## Work to be completed
Rewrite the passage of the report on the U.N. nuclear watchdog's Iran investigation, starting at "There was no" and ending at "the oil producer.", with "nuclear weapon" in place of "nuclear warhead".

October 3, 2014 / 11:28 AM / 6 years ago

U.N. nuclear watchdog seeks to advance Iran investigation

VIENNA (Reuters) - A high-level U.N. nuclear watchdog team will visit Tehran for talks in coming days, Iran said on Friday, more than a month after it missed a deadline for addressing questions about its suspected atomic bomb research.

Iran's ambassador to the International Atomic Energy Agency (IAEA) Reza Najafi attends a news conference at the headquarters of the IAEA in Vienna December 11, 2013. REUTERS/Leonhard Foeger

Diplomats told Reuters on Thursday that the International Atomic Energy Agency (IAEA) was expected to make a new attempt soon to advance its long-running investigation into Iran’s nuclear programme and that a meeting might be held in the Iranian capital early next week.

Reza Najafi, Iran’s ambassador to the Vienna-based U.N. agency, said the IAEA delegation would be led by the head of its division dealing with nuclear safeguards issues, Deputy Director General Tero Varjoranta.

In an apparent reference to Thursday’s Reuters article, Najafi was quoted as saying on the web site of Iran’s Press TV television: “It is regrettable that classified information in the agency has not been protected again.”

He added: “While Iran and the agency were busy planning (the meeting), the news was published by a Western media outlet ... This issue once again confirms Iran’s misgivings that spying exists in the agency.”

There was no immediate comment from the IAEA, which for years has been trying to investigate Western allegations that Iran has worked on designing a nuclear warhead. Iran says its nuclear programme is peaceful and that it is working with the IAEA to clear up any suspicions about it.

Western officials say Iran must step up cooperation with the IAEA if it wants to reach a broader diplomatic deal with world powers that would end a decade-old nuclear dispute and gradually end crippling financial and other sanctions on the oil producer.


Early last month, the IAEA said Iran had failed to answer questions by an agreed Aug. 25 deadline about two areas of the investigation into alleged research activities that could be applicable to any attempt to make nuclear bombs - explosives testing and neutron calculations.

While rejecting the accusations as baseless, Iran has promised to engage with the IAEA since Hassan Rouhani, seen as a pragmatist, became president last year on a platform to end the country’s international isolation.

But in a letter to U.S. Secretary of State John Kerry released on Thursday, 354 members — four-fifths — of the U.S. House of Representatives said they were deeply concerned about “refusal to fully cooperate” with the IAEA.

A nuclear deal between Iran and the powers that “effectively prevents Iran from acquiring a nuclear weapons capability demands transparency on the extensive research and development work that Iran has undertaken in the past,” they wrote.

Rouhani’s election raised hopes of a solution to the nuclear stand-off with the West after years of tension that raised fears of a new Middle East war. An interim accord was reached between Iran and six major powers — the United States, France, Germany, Britain, China and Russia — in Geneva last November.

But they did not meet a self-imposed July target date for a long-term accord and now face a new deadline of Nov. 24.

While the powers seek to limit the size of Iran’s future nuclear program, and thereby extend the time it would need for any attempt to accumulate fissile material for a weapon, the IAEA is investigating alleged research and experiments in the past that could be used to make the bomb itself.

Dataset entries

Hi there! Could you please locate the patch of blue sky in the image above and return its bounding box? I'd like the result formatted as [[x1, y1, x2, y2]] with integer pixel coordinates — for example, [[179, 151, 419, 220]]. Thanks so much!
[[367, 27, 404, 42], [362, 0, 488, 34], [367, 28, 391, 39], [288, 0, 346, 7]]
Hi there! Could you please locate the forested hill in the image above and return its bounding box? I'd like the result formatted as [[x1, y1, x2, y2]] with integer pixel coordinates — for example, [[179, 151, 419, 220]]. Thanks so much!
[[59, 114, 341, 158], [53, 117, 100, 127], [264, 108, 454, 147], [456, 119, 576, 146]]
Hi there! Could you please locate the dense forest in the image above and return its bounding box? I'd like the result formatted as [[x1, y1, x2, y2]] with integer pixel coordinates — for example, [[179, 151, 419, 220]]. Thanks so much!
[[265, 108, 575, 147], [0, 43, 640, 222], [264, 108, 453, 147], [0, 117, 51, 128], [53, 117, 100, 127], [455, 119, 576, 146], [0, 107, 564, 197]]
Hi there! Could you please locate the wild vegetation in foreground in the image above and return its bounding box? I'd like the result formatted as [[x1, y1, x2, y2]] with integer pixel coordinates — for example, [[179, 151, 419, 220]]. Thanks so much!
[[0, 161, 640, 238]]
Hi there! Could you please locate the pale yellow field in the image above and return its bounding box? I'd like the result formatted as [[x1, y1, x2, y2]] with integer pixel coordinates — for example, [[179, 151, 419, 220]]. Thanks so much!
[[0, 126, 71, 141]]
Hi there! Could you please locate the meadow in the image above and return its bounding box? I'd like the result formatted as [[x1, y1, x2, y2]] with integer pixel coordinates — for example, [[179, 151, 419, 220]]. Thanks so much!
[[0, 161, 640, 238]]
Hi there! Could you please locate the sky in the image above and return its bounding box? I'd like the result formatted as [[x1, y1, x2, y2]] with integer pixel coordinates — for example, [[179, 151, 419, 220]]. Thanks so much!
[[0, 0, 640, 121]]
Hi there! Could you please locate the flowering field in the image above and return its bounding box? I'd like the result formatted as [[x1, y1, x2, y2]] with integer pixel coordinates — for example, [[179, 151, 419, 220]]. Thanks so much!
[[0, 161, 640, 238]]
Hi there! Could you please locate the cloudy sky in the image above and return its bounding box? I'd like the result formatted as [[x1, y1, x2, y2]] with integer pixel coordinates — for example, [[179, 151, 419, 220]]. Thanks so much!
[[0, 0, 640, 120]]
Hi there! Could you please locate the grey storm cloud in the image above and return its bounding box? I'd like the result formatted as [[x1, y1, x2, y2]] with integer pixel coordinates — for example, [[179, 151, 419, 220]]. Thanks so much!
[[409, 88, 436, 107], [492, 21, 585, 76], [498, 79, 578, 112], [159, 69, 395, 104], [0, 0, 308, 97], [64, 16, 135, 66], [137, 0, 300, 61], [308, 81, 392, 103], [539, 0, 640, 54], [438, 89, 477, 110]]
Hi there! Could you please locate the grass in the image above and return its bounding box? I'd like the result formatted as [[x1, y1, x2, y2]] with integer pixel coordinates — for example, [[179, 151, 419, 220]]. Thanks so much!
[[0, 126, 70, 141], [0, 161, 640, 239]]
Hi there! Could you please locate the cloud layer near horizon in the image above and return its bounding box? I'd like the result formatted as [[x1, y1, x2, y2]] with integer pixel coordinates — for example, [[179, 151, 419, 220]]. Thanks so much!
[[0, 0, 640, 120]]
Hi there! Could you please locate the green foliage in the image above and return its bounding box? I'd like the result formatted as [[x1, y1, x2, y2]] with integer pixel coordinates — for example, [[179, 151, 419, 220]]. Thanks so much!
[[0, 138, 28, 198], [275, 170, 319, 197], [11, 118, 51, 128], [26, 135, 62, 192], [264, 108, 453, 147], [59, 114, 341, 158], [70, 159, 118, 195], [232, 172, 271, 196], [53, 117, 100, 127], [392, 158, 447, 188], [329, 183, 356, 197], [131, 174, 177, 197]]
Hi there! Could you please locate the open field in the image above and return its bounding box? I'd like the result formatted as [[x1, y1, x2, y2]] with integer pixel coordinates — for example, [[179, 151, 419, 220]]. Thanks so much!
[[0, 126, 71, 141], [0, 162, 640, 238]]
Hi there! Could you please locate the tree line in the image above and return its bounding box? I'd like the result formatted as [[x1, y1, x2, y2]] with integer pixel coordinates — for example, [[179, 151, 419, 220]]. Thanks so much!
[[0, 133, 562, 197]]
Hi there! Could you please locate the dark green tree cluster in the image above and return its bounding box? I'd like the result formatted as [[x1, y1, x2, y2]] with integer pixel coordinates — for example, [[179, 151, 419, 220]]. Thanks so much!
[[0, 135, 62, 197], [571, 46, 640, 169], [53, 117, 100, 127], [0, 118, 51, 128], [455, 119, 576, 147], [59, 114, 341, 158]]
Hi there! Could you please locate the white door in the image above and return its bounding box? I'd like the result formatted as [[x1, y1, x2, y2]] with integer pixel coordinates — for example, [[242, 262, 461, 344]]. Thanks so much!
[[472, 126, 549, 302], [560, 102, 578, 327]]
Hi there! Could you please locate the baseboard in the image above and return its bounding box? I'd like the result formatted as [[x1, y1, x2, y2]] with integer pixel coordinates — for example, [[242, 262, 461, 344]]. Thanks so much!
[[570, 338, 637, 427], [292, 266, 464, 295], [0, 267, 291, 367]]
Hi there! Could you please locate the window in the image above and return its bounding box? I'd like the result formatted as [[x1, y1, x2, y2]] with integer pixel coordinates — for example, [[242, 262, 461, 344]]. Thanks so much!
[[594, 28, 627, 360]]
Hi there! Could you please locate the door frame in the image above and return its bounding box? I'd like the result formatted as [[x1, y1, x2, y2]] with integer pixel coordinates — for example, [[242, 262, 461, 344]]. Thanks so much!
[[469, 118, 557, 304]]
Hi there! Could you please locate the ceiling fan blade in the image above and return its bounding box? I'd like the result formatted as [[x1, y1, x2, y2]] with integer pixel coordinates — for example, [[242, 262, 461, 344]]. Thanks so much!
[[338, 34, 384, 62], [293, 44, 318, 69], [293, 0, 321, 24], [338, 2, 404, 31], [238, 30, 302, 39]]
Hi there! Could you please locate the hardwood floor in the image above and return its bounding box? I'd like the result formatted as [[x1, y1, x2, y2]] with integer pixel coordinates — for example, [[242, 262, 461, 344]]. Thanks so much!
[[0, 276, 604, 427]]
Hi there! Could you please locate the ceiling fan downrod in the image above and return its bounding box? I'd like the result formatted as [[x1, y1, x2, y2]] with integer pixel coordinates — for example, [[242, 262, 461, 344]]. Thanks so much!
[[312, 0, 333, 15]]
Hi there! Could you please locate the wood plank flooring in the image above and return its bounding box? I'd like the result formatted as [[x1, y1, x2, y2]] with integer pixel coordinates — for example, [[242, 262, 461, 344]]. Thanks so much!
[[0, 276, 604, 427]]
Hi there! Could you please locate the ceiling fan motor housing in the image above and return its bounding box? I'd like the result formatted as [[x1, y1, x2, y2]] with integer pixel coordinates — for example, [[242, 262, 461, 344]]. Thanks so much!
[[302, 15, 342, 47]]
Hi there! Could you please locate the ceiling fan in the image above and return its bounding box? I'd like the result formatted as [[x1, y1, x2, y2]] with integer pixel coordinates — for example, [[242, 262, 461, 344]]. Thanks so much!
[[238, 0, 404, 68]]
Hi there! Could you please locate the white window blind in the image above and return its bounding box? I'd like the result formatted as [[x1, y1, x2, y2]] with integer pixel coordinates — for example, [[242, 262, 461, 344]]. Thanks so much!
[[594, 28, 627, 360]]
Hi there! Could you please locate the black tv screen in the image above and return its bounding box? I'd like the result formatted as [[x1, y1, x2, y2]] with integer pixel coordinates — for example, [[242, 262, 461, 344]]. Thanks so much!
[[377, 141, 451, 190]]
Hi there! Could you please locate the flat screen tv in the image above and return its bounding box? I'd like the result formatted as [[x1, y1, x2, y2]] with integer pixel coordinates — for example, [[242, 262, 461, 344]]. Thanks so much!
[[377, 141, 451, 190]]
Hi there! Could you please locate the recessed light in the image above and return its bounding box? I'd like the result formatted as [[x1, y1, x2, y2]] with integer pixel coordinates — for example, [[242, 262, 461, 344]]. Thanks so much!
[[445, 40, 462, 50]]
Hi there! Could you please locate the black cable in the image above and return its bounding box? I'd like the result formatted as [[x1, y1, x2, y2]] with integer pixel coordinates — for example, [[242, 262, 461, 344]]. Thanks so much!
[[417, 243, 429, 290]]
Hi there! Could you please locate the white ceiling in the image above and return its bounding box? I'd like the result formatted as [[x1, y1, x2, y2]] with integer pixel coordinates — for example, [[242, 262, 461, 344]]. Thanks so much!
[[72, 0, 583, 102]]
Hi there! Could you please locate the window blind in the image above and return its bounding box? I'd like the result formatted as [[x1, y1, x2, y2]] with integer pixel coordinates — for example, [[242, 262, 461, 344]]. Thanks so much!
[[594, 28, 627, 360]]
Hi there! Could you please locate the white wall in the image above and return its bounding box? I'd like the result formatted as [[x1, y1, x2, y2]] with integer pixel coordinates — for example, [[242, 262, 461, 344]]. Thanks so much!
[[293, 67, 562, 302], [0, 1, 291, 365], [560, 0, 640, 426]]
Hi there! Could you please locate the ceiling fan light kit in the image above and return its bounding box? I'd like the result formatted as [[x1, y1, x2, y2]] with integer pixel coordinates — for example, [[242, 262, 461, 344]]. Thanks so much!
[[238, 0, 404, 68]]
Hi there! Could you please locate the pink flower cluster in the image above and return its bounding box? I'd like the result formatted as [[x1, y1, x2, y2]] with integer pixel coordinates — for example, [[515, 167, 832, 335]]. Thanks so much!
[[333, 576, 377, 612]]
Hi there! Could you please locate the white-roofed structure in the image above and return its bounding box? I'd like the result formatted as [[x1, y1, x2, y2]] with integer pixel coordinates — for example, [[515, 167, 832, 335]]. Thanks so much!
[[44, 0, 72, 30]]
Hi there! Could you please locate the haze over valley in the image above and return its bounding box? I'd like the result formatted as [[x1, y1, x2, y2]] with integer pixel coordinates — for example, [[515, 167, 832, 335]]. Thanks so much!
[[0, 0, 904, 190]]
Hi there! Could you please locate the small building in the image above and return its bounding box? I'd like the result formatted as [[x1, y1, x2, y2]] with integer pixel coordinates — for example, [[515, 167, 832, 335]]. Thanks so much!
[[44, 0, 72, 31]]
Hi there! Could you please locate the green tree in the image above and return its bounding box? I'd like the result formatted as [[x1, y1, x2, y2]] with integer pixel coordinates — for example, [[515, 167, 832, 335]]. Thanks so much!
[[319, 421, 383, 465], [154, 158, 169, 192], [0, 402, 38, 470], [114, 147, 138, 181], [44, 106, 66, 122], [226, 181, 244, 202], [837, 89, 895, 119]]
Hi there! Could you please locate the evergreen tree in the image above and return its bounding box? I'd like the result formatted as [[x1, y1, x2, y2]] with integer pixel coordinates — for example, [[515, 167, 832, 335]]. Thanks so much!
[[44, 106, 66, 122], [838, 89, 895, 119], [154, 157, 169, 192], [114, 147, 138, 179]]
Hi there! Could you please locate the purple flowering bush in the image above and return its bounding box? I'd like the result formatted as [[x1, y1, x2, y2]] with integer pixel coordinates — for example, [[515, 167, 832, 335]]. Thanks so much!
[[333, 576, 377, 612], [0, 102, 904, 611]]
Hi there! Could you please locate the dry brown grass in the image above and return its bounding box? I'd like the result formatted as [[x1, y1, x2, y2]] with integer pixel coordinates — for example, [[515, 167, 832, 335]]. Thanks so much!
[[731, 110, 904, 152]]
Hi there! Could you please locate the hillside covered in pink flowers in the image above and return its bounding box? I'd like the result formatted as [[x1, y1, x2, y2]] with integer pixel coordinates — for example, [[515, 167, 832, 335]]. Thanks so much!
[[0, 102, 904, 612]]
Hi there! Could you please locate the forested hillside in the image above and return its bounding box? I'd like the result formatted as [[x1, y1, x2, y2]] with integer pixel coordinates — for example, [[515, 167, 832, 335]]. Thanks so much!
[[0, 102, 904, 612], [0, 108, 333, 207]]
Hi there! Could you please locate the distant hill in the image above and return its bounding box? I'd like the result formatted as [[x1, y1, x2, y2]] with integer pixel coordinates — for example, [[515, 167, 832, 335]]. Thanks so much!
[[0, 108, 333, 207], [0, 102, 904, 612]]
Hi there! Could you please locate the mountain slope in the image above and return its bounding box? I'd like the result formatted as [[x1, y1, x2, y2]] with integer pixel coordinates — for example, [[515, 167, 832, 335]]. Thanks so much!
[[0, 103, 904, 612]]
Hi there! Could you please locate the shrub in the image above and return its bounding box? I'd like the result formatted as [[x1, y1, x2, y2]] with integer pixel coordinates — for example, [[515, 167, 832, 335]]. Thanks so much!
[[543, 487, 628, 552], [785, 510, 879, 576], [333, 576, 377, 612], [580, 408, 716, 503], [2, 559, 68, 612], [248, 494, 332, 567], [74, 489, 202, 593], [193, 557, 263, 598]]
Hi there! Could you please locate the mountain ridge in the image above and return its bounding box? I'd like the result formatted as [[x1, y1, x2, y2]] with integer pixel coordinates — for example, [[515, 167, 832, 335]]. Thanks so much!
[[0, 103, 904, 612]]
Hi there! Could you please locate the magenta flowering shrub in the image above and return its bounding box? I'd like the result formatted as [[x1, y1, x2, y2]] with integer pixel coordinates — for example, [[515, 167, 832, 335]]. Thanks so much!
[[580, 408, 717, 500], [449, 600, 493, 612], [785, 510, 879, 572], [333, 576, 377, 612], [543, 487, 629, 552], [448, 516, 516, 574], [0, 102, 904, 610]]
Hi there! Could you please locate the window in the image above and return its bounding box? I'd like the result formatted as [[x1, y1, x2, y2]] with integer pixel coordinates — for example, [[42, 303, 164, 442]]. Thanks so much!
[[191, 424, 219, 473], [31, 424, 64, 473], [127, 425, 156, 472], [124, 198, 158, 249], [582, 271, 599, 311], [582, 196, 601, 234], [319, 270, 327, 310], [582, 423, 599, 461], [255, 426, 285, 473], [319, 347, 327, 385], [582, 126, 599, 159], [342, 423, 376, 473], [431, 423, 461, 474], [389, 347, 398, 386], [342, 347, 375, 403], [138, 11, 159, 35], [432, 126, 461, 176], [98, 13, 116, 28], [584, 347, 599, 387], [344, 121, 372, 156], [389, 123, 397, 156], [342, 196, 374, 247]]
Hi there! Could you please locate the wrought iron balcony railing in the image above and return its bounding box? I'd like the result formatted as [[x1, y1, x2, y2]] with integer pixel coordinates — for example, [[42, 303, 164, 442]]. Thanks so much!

## Completed task
There was no immediate comment from the IAEA, which for years has been trying to investigate Western allegations that Iran has worked on designing a nuclear weapon. Iran says its nuclear programme is peaceful and that it is working with the IAEA to clear up any suspicions about it.

Western officials say Iran must step up cooperation with the IAEA if it wants to reach a broader diplomatic deal with world powers that would end a decade-old nuclear dispute and gradually end crippling financial and other sanctions on the oil producer.